Under this line are the records; write out word for word the part that begins at the line containing "every whole orange" and ends at the line containing "mark every floating", and no more.

**Data listing**
>>
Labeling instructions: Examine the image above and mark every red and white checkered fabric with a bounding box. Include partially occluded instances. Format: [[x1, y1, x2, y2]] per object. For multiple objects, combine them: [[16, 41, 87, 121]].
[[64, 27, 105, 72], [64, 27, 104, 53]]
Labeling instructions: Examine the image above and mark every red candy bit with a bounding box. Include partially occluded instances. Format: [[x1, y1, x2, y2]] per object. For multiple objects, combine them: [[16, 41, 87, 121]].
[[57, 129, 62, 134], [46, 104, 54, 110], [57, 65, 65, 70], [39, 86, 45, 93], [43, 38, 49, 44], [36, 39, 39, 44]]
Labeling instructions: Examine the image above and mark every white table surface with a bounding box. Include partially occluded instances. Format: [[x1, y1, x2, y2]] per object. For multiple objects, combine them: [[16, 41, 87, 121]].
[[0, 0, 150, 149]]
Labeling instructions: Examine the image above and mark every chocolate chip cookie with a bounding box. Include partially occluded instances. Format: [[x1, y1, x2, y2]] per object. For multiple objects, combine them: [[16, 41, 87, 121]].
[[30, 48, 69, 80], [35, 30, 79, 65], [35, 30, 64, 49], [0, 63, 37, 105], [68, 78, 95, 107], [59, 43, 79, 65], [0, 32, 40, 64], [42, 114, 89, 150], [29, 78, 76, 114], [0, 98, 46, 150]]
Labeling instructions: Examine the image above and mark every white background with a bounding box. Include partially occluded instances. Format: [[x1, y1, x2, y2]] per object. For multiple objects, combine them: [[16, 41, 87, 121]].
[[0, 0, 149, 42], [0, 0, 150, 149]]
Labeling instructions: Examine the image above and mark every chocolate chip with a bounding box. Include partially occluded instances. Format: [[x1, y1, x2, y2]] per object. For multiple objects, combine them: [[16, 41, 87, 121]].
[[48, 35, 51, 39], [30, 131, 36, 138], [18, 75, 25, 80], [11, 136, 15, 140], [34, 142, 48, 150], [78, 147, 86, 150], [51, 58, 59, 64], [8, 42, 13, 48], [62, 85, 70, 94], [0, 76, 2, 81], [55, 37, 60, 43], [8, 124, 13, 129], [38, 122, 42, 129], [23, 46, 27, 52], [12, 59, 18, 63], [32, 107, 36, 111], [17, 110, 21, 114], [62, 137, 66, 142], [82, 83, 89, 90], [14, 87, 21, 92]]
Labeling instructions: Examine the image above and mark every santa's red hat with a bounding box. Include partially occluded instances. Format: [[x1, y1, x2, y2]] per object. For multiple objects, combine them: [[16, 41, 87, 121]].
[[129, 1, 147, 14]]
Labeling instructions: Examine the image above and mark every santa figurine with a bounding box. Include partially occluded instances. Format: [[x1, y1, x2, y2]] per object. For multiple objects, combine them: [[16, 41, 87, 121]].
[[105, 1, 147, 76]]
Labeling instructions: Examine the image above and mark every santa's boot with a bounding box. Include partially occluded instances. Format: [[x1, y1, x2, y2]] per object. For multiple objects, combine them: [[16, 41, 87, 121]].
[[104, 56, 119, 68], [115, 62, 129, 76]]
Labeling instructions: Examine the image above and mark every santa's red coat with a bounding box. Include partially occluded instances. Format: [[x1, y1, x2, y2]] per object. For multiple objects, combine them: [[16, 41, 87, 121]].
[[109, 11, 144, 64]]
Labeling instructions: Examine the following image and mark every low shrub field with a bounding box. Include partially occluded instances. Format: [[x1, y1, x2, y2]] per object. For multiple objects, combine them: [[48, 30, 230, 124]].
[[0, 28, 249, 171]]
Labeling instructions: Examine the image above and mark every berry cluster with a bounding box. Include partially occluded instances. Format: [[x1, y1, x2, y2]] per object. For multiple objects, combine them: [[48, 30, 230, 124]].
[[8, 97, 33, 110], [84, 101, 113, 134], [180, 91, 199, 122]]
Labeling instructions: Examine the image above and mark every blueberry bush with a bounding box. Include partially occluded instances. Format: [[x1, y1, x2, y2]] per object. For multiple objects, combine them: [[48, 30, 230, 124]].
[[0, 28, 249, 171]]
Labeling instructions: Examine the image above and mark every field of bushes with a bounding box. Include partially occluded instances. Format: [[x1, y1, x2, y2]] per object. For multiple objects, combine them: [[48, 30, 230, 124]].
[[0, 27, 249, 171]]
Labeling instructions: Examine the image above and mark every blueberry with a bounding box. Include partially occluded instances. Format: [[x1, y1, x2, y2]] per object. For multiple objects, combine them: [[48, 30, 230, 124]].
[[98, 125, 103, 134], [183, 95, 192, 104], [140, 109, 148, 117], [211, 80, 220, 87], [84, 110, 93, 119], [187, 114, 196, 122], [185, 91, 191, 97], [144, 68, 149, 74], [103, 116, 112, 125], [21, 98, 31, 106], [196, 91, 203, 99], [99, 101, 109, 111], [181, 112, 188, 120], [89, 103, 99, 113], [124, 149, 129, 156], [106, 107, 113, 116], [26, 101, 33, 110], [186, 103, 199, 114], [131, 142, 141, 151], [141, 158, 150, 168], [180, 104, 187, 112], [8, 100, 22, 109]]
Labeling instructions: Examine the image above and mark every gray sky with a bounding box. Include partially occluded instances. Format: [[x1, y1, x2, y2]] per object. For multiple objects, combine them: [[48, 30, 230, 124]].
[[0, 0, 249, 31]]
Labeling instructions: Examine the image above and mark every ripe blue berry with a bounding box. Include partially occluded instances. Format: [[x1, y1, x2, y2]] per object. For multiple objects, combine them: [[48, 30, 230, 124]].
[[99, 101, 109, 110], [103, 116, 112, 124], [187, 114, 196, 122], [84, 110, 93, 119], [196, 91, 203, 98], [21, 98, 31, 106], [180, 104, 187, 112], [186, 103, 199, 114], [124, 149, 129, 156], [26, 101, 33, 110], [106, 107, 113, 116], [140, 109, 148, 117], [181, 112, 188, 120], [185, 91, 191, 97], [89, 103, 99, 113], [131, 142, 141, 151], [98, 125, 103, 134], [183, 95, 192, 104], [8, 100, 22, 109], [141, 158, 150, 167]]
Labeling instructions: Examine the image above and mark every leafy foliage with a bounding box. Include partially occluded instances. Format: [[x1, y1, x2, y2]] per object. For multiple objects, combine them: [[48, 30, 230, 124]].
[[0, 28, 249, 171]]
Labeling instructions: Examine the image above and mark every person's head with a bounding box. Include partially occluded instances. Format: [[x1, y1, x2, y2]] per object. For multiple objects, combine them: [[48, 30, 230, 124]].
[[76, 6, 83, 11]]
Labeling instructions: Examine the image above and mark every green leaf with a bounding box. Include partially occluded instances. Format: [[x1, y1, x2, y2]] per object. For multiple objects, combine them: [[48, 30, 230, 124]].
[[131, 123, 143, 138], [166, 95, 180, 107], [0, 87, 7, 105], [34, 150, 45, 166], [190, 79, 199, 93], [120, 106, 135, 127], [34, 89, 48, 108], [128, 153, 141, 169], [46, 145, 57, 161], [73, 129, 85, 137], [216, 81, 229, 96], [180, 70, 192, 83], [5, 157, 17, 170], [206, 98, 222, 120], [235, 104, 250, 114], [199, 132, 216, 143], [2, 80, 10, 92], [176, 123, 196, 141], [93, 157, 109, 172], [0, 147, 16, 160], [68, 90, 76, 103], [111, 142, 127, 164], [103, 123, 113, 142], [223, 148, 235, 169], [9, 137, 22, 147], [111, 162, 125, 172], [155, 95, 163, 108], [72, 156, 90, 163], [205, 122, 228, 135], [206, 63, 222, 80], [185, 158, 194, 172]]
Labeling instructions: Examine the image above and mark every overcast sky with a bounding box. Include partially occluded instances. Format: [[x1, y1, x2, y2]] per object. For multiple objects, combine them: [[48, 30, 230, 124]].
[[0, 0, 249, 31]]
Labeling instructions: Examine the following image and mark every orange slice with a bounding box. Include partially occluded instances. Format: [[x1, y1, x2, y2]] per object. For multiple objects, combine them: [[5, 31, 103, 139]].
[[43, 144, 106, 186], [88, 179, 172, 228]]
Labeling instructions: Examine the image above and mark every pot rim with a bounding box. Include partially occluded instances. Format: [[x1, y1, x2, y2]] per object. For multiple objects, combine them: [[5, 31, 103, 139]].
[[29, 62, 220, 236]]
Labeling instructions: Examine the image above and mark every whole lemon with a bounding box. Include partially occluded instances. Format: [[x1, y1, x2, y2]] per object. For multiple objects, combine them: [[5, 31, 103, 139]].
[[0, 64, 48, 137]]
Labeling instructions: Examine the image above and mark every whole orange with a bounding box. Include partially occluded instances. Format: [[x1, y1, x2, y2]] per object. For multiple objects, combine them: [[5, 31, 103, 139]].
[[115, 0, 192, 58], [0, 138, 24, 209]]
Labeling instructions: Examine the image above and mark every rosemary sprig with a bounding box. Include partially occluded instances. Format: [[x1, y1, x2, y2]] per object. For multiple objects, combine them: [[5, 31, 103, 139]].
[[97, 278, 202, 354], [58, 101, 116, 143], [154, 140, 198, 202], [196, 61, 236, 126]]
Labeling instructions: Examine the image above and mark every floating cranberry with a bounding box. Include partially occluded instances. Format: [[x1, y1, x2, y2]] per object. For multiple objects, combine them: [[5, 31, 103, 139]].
<<
>>
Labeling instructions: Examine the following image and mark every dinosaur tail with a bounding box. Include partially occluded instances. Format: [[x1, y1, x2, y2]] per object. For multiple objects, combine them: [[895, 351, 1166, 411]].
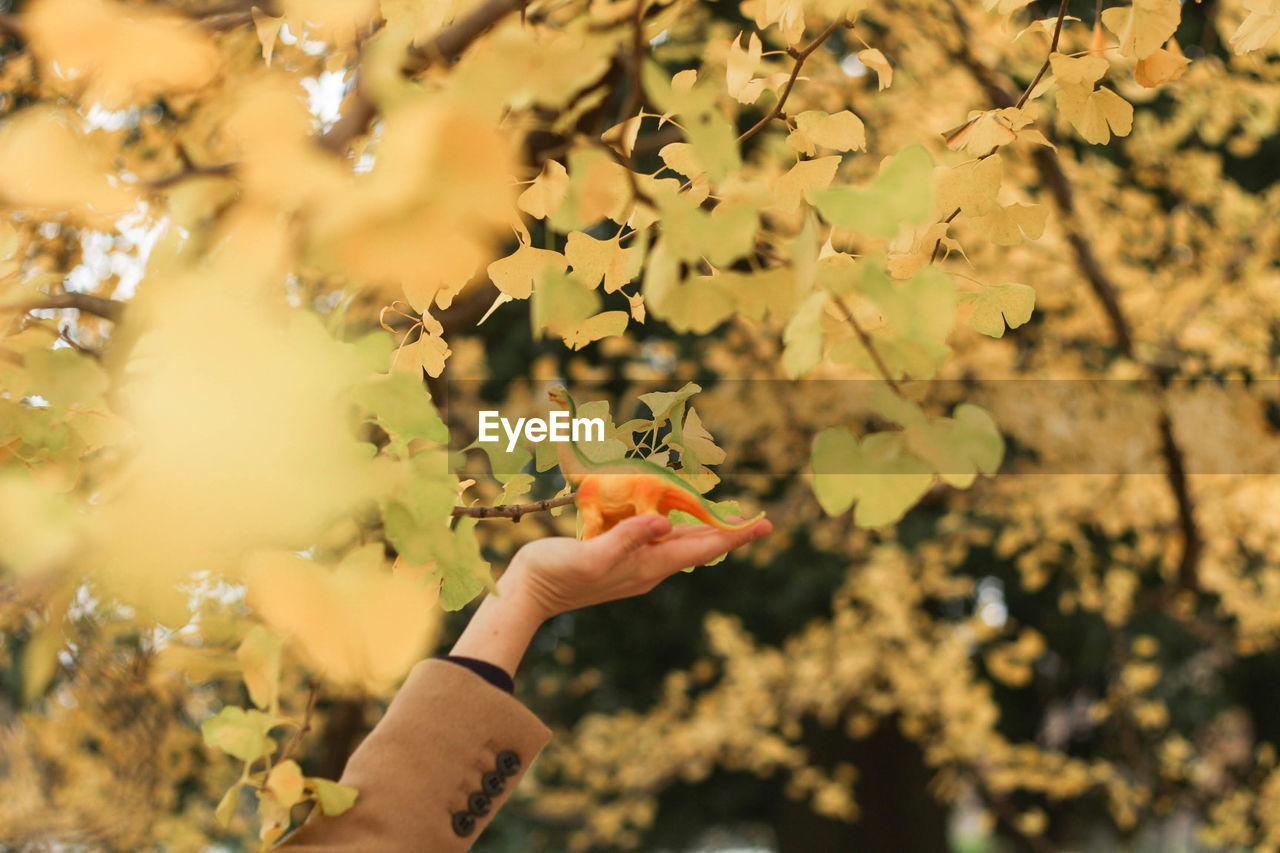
<<
**Final answer**
Labeling instructions: Examine the image above and mark every whole orange with a bounding box. Include partially occluded instances. Format: [[x1, y1, x2, y2]] per object. For multiple objects, combine them: [[5, 31, 103, 139]].
[[115, 0, 192, 58], [0, 138, 24, 209]]
Labeling instructions: Examine the image above and mark every rosemary sprig with a bounding box. Include partially occluded instances. Format: [[x1, y1, x2, y2]] per object. For multiple objects, combine them: [[5, 31, 103, 139]].
[[97, 278, 202, 354], [58, 101, 116, 143], [154, 140, 198, 202], [196, 61, 236, 126]]
Labeling instructions: Examine the image above and mark every floating cranberry with a bounding box. Include partially occluded instances. Format: [[x1, y1, x2, y2]] per object. For multiple objects, combine them: [[5, 31, 103, 139]].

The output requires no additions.